Kutipan bacaan ->
◇ ◇ ◇ ◇
Hasil ini terbukti sangat merugikan. Meski kemudian menang telak 7-0 atas Mongolia dan sukses menahan imbang tuan rumah Thailand 0-0 di partai terakhir, Indonesia gagal lolos karena hanya finish di peringkat tiga.
Capaian lebih buruk diraih dua tahun berselang. Tergabung bersama tuan rumah Vietnam, Thailand dan Brunei Darussalam, Garuda Muda hanya bisa menang sekali. Satu-satunya kemenangan itu, mudah ditebak, diraih dari Brunei. Itupun dengan skor tipis 2-1.
Lalu di edisi 2022, wabah Covid-19 membuat grup yang dihuni Indonesia U23 tinggal tersisa dua tim saja. China memilih mengundurkan diri karena paling parah terkena pagebluk, kemudian Brunei Darussalam ikut mundur pula.
Tinggallah Indonesia dan Australia. Kedua tim lantas bertanding dalam format kandang-tandang untuk menentukan siapa yang berhak menjadi juara grup. Kedua-dua pertandingan dilangsungkan di Dushbane, Tajikistan.
◇ ◇ ◇ ◇
Kumpulan data ->
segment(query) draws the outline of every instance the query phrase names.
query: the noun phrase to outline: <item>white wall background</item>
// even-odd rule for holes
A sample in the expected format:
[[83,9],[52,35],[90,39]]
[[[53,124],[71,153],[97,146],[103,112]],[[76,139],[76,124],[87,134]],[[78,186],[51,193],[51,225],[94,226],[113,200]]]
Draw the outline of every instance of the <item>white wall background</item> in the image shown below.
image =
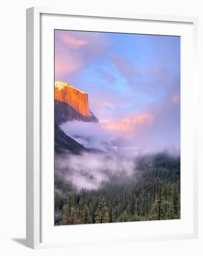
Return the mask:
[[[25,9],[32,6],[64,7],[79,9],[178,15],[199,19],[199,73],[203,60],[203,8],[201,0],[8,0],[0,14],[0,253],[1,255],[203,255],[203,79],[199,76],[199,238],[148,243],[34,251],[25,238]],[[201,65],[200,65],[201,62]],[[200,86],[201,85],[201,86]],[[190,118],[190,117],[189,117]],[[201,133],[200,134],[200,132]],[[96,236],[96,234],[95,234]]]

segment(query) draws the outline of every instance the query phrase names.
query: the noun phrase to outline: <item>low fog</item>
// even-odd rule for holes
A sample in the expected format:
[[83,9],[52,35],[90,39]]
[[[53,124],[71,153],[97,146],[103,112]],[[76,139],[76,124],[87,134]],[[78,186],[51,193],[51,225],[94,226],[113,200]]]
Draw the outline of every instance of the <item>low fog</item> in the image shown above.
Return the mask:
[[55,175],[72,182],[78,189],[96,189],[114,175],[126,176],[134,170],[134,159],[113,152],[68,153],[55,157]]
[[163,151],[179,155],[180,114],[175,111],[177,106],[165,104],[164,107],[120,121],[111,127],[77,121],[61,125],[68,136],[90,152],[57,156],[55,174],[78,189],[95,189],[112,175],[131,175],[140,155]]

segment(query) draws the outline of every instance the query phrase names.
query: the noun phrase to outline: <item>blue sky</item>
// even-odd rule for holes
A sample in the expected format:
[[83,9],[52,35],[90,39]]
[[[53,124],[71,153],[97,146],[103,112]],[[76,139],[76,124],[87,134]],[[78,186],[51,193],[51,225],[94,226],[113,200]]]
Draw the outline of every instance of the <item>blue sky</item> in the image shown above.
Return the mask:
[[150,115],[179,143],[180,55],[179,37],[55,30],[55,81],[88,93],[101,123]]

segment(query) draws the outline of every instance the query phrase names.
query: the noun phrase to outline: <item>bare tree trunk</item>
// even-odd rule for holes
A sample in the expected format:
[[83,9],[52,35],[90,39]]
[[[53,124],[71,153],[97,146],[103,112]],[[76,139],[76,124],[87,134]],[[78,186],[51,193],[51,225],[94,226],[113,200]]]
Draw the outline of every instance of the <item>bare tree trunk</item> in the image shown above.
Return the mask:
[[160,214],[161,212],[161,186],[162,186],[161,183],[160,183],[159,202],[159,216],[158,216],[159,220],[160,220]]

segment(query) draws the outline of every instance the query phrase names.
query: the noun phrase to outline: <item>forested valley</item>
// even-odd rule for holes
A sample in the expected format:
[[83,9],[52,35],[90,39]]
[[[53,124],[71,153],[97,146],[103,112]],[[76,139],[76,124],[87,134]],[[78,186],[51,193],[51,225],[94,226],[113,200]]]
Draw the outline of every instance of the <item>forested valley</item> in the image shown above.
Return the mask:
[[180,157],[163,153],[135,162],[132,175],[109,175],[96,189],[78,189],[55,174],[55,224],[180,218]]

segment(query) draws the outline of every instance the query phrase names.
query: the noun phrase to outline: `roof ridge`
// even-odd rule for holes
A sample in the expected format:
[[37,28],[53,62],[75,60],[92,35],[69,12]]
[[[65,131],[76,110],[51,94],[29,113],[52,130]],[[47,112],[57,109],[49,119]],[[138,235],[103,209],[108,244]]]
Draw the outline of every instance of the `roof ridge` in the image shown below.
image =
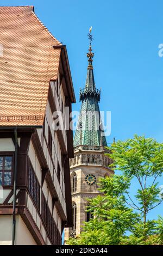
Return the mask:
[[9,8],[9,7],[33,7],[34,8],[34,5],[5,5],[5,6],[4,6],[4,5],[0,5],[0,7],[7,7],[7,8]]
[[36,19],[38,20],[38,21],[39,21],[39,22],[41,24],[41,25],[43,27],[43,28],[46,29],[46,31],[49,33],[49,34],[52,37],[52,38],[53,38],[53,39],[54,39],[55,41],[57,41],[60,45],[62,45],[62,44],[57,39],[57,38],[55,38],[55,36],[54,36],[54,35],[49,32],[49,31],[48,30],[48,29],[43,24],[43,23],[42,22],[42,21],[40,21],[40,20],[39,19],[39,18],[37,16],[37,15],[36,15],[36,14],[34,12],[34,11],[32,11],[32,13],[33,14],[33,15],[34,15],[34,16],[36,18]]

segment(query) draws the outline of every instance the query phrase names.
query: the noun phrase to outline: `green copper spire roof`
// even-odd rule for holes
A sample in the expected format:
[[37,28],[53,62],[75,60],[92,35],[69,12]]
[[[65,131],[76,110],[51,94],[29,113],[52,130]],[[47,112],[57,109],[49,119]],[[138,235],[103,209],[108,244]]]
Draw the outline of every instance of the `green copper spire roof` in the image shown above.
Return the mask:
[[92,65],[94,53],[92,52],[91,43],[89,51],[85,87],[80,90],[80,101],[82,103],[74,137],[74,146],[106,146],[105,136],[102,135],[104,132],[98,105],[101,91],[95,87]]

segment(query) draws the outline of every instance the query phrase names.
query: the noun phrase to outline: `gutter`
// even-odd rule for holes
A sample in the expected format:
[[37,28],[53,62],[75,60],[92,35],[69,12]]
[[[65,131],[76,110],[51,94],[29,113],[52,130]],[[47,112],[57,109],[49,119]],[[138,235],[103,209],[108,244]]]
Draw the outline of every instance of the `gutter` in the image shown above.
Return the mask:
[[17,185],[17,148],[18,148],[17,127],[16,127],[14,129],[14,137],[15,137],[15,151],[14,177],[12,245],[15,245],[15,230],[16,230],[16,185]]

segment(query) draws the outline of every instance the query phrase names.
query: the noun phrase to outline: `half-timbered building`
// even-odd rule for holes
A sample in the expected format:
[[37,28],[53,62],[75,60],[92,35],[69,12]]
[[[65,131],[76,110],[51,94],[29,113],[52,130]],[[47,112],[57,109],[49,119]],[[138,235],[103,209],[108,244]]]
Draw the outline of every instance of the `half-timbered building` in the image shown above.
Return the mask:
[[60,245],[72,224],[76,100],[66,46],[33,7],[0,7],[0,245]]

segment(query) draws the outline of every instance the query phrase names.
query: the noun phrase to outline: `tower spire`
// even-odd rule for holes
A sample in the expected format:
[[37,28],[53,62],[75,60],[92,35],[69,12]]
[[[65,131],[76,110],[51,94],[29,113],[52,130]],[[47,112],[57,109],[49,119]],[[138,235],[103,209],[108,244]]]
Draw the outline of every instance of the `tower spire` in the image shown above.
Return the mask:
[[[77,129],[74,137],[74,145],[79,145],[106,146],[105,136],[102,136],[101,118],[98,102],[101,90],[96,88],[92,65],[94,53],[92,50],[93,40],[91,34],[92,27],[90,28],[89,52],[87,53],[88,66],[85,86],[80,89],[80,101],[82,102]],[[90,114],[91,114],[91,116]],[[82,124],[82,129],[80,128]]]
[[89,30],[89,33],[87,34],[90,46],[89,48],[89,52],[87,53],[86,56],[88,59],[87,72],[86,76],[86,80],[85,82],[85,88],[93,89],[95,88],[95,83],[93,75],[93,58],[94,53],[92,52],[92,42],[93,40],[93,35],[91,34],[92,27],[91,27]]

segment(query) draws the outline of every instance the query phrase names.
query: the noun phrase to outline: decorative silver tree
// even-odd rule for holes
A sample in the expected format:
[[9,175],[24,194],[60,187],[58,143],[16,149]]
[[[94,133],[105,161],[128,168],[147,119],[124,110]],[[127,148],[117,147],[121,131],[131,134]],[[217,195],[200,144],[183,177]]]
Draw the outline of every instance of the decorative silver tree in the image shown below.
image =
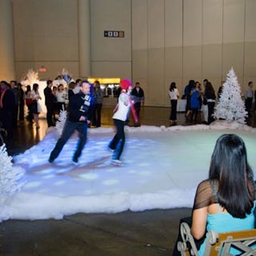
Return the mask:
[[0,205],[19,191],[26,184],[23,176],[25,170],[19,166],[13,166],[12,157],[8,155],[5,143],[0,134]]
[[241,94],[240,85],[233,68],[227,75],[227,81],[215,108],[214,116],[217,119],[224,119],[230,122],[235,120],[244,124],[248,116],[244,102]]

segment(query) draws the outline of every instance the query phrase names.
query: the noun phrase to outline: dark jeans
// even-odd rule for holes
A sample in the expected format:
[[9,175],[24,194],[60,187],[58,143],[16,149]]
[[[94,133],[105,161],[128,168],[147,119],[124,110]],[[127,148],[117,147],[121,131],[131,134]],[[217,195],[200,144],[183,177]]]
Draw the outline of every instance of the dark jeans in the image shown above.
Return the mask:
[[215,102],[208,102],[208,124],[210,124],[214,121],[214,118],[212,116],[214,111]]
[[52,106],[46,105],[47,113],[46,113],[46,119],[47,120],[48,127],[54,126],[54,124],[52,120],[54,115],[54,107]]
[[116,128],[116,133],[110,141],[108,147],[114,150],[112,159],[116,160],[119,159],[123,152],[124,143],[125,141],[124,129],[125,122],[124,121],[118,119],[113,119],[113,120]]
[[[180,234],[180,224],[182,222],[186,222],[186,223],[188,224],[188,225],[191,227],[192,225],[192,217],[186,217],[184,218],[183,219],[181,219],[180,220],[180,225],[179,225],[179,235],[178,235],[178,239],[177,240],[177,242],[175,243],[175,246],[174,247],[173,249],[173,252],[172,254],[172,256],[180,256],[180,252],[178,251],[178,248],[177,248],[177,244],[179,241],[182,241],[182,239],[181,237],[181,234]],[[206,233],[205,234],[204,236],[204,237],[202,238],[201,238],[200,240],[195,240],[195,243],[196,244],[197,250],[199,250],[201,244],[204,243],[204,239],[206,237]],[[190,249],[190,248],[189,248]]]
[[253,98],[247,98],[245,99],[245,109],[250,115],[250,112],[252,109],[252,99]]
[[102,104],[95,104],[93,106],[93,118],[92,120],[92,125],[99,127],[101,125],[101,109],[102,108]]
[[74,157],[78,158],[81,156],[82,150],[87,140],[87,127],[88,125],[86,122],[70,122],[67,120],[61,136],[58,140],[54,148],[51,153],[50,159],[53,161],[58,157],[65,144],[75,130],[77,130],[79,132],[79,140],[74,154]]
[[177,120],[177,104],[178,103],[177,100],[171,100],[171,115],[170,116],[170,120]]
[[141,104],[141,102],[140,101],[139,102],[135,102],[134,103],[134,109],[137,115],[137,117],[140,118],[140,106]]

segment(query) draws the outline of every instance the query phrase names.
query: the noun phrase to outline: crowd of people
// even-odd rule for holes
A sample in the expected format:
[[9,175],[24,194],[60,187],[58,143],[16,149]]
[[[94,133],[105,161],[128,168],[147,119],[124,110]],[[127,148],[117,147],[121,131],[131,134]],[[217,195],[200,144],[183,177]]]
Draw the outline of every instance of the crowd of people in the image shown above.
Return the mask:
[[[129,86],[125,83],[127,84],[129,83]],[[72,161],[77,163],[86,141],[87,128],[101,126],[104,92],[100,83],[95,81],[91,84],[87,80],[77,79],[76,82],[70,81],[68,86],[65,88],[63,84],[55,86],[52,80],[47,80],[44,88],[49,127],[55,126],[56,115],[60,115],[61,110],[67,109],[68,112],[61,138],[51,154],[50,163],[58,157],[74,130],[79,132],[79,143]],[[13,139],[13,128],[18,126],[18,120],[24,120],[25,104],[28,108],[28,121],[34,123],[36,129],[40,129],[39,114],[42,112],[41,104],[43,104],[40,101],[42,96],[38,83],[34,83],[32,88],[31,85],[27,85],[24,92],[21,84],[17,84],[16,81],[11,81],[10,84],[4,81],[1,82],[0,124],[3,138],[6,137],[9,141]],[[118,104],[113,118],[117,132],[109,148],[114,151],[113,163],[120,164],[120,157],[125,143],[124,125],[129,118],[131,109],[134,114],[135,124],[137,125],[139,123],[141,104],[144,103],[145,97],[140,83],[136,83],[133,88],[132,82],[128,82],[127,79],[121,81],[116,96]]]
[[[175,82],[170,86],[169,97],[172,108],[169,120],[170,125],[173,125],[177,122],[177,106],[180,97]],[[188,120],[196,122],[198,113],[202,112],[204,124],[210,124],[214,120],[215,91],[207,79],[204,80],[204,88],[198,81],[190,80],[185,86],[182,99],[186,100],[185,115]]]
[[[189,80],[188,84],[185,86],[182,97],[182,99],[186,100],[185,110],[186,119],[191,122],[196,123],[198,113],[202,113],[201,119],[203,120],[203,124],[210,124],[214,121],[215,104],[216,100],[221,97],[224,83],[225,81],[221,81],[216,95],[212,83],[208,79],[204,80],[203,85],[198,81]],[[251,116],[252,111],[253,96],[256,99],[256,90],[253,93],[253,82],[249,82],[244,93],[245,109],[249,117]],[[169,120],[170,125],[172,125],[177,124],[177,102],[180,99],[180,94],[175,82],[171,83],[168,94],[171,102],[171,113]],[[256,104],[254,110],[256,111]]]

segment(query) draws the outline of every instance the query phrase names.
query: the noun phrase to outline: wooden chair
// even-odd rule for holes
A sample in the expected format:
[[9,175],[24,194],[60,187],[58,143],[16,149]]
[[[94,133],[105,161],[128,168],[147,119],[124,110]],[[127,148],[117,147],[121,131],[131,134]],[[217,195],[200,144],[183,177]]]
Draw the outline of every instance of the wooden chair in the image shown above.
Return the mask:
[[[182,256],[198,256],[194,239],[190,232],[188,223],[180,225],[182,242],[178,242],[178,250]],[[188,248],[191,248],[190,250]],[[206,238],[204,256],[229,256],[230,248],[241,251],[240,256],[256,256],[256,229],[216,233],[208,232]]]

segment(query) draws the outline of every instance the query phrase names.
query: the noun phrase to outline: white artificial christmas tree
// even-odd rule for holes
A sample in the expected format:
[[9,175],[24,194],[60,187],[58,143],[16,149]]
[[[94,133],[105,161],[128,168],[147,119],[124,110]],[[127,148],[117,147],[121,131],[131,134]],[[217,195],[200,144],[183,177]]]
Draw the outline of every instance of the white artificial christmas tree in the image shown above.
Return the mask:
◇ ◇ ◇ ◇
Tugas Anda ->
**a.** Menurut teks tentang Indonesia U23, berapa skor kemenangan Indonesia atas Mongolia?
**b.** Sambung teks tentang Indonesia U23 mulai dari kalimat sesudah kalimat terakhirnya.
Baris-baris data tidak dipakai sama sekali di sini.

Kunci jawaban ->
**a.** 7-0.

**b.**
Meski memberikan perlawanan sengit, Indonesia U23 selalu kalah dari Australia. Pertandingan pertama berakhir dengan skor 2-3, sedangkan yang kedua 0-1. Artinya, Garuda Muda kalah 2-4 secara agregat. Gagal maning.
Peluang Lebih Lebar
Kini, peluang lolos ke putaran final sangat terbuka bagi Indonesia U23. Kalaupun menjadi juara grup dianggap mustahil, maka jalur runner-up terbaik sangat terbuka lebar.
Syaratnya dua: (1) harus menang atas Taiwan dan (2) Â jangan kalah ketika menghadapi Turkmenistan. Berapapun skornya tidak jadi masalah, terpenting wajib meraup 3 poin dari Taiwan dan 1 poin dari Turkmenistan.
Kalau skenario di atas berjalan, maka Indonesia U23 mengantongi poin 4. Terlepas berapapun produktivitas golnya nanti, dengan bekal 4 poin jalan Indonesia bakal sangat lapang.
Kenapa cukup mengejar 4 poin? Bukankah tim-tim lain juga bisa meraih angka itu, terlebih yang grupnya berisi empat kontestan?
Justru itu. Karena jumlah tim di setiap grup tidak sama, maka pertandingan melawan tim paling buncit di grup-grup yang berisikan empat tim (biasanya) tidak akan dihitung. Di sinilah kesempatan Indonesia terletak.